- [Goals]
A: According to the movie reviews, in which city does the reviewer's brother live?
B: List every place name that appears in the movie reviews.
C: Write the next part of the movie reviews, picking up after the heading "Blue Velvet (1986)".

# start of Provided passage

Gigantic (A Tale of Two Johns) (2002)
Director: AJ Schnack
Cinema 4 Rating: 7
That I have only given this film a rating of 7 will come as a shock to those who know that not only am I a They Might Be Giants fan of long and outspoken standing, but that I still possess my old LP's and EP's from back in the day, that I have kept every magazine article and newspaper clipping regarding the Johns into which I have stumbled, and that even when I have replaced duplicate cassette versions with new CD copies, I find it impossible to part with the crappy, murky-sounding cassettes. I wouldn't say that TMBG is my favorite band; they probably are, and I have even suggested to some people that they are, but it goes past just simply being into a band. I have never seen them in concert (they never traveled to Alaska, and since I have moved to Anaheim, they have yet to appear here, either), so its not like I am going to weird sicko-groupie-stalk them or anything. Love of the Giants for me is a simple acknowledgement that these seemingly normal Johns are living my secret dream life: that of being simple working musicians who have a unique musical vision (though many try over-earnestly to copy it) and have plowed through two decades doing what they love. I am not a musician, but if I were, it seems that I would opt to veer more in the path of the Giants than in the self-destructive and cliched path that is almost synonymous with rock 'n roll. My brother is a musician (and though he doesn't make his living at it, I suspect he would like to), and every time that I visit his home in Santa Rosa, and his friends come over to hold jam sessions, I get a taste of what real musical bliss is like. It's not the money or groupies or fame (though those are just fine if you can get them); it's the emotional lift from fine music being played by people who care about what they are doing. Some people find the Giants a little archly intellectual and too clever for their own Giant smarty-pants; so, sue them for being brainy. Director AJ Schnack captures all of this feeling in his fine documentary, but I think some loose editing choices mar the final product just a tad. However, when I bought it (still living in Alaska), it was the closest I had come to seeing the real Giants in concert. Hopefully, that will change in the near future.

Blue Velvet (1986)

# end of Provided passage
# start of Material provided

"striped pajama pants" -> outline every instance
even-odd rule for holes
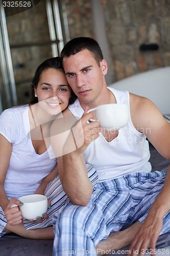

# end of Material provided

- [Solved problems]
A: Santa Rosa

B: Alaska, Anaheim, Santa Rosa

C:
Director: David Lynch
Cinema 4 Rating: 9
It's been twenty years since I first saw this movie about a half-dozen times in the Polar Theatre in Anchorage. Twenty years since I watched an angry father of three kids drag his weeping brood out of the theatre shortly after the severed ear is discovered in the open field by a then wide-eyed and innocent Jeffrey Beaumont. The father yelled at the screen, saying "This shit is sick!", and I yelled, over my shoulder, "Please, not in front of the kids!" (What I wanted to yell was "What letter in the "R" rating don't you understand, you dumb fuck?") Most of my friends don't like or even appreciate Lynch, and that is fine. I tried, but perhaps foisting Eraserhead on them first back in 1985 wasn't the way to go. Don't even get me started on Mulholland Drive, which I did not even see with this particular group of people when they saw it 16 years later, nor did I tell them to attend it, but they still gave me crap about it as if I were the one who dragged them to it. People, if you don't like a painting, don't go to any later exhibitions of the same artist. If you hate, for instance, Piss-Christ, then you are probably not going to appreciate any of Andres Serrano's other photographs. Sure, he might throw a cute picture of a puppy in there to throw you off and get you all comfortable, but then you'll happen upon the next shot of a picture full of that puppy's wizz with the Virgin Mary floating about in it playing "Marco Polo". If you don't like or have never liked Lynch, don't go to his next film. (Though, seriously, Wayne, you'd love The Straight Story. No, seriously... Richard Farnsworth, all the way...) As for Velvet... still absolutely brilliant and shocking, and this is written a day after I just went to see The Proposition, an Australian western written by Nick Cave and starring Guy Pearce. The film, like Velvet, has some not-very-nice things to say about humanity, and I warn all of my friends back home to not even get on the same street on which the theatre that will play it exists. I'm not taking the hit on this one...

Monday, May 15, 2006

THERE'S A RIOT GOIN' ON... #4

Terrytoons, Warner Bros., Ted Eshbaugh, Walter Lantz, Columbia, Van Beuren, and back to Warner Bros.; we hit 'em all, or rather, we hit a bunch of studios this past week on the Cel Bloc. No plan; just jumping on to whatever film I ran across online or in my collection or on television. A little freestyle ani-hoppin', if you will.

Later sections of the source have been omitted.